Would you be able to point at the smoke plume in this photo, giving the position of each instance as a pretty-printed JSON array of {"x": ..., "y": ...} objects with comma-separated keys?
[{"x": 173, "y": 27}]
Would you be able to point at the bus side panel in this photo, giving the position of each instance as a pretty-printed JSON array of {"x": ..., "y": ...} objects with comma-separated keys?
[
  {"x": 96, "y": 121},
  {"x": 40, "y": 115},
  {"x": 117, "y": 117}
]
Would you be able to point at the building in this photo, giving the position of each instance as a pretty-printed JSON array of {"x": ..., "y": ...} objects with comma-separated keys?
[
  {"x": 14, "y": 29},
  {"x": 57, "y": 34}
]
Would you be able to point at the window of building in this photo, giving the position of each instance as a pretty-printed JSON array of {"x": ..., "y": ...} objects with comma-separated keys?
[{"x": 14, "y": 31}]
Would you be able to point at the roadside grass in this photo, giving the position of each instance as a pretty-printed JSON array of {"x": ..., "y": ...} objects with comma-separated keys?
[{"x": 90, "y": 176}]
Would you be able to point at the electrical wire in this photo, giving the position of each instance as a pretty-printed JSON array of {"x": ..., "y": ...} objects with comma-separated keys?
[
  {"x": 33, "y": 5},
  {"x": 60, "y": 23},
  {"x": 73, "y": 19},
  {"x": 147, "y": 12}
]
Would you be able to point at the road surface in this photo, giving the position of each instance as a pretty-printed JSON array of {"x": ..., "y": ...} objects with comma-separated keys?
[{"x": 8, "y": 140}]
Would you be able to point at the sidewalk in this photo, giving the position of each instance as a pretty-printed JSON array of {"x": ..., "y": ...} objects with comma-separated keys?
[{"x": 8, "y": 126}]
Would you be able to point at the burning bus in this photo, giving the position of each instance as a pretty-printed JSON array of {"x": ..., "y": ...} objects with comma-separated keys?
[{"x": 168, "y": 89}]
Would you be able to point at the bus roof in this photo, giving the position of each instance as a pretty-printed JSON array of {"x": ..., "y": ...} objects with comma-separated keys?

PROBLEM DESCRIPTION:
Please set down each line of the records exactly as given.

RESPONSE TO THIS EXERCISE:
Would you be able to point at the smoke plume in this photo, giving the position of each instance as a pretty-printed JSON array of {"x": ..., "y": ...} objects with comma-separated keys?
[{"x": 173, "y": 27}]
Would you be able to point at the bus side panel in this photo, giving the position of each instance as a pretty-printed JSON array of {"x": ..., "y": ...} objects with comma-separated keys?
[
  {"x": 96, "y": 121},
  {"x": 40, "y": 115},
  {"x": 117, "y": 117}
]
Would you be able to point at the building in this photo, giving the position of each instance as a pretty-printed JSON array of {"x": ..., "y": ...} objects with comma-separated keys?
[
  {"x": 14, "y": 29},
  {"x": 57, "y": 34}
]
Would you be able to point at the window of building in this photo, giving the position of each instance as a pretty-printed JSON array of {"x": ..., "y": ...} objects with comma-separated keys?
[{"x": 14, "y": 31}]
Would you be able to point at the roadside grass in this photo, giving the position of each instance as a pretty-printed JSON array of {"x": ..., "y": ...} objects with comma-separated keys?
[{"x": 90, "y": 176}]
Would you be able to point at the electrical wire in this photo, giving the position of each instance as a pretty-printed JSON array of {"x": ..., "y": ...} objects with comma-separated keys?
[
  {"x": 33, "y": 5},
  {"x": 60, "y": 23},
  {"x": 73, "y": 19},
  {"x": 147, "y": 12}
]
Would you be able to point at the road surface in this photo, giving the position of each instance as a pretty-printed JSON array of {"x": ..., "y": ...} objects with comma-separated keys?
[{"x": 8, "y": 140}]
Would you be able to point at the sidewalk in this photo, giving the position of each instance as a pretty-printed JSON array of {"x": ..., "y": ...} objects with comma-separated keys?
[{"x": 8, "y": 126}]
Would you be able to point at the burning bus in this photo, giving the position of each instance as a pretty-printed JSON array of {"x": ..., "y": ...} objects with comma-separated keys?
[{"x": 168, "y": 89}]
Would you be able to point at the bus roof in this photo, giving the position of each instance as a pretty-printed JSON array of {"x": ..., "y": ...} objects with comma-separated keys?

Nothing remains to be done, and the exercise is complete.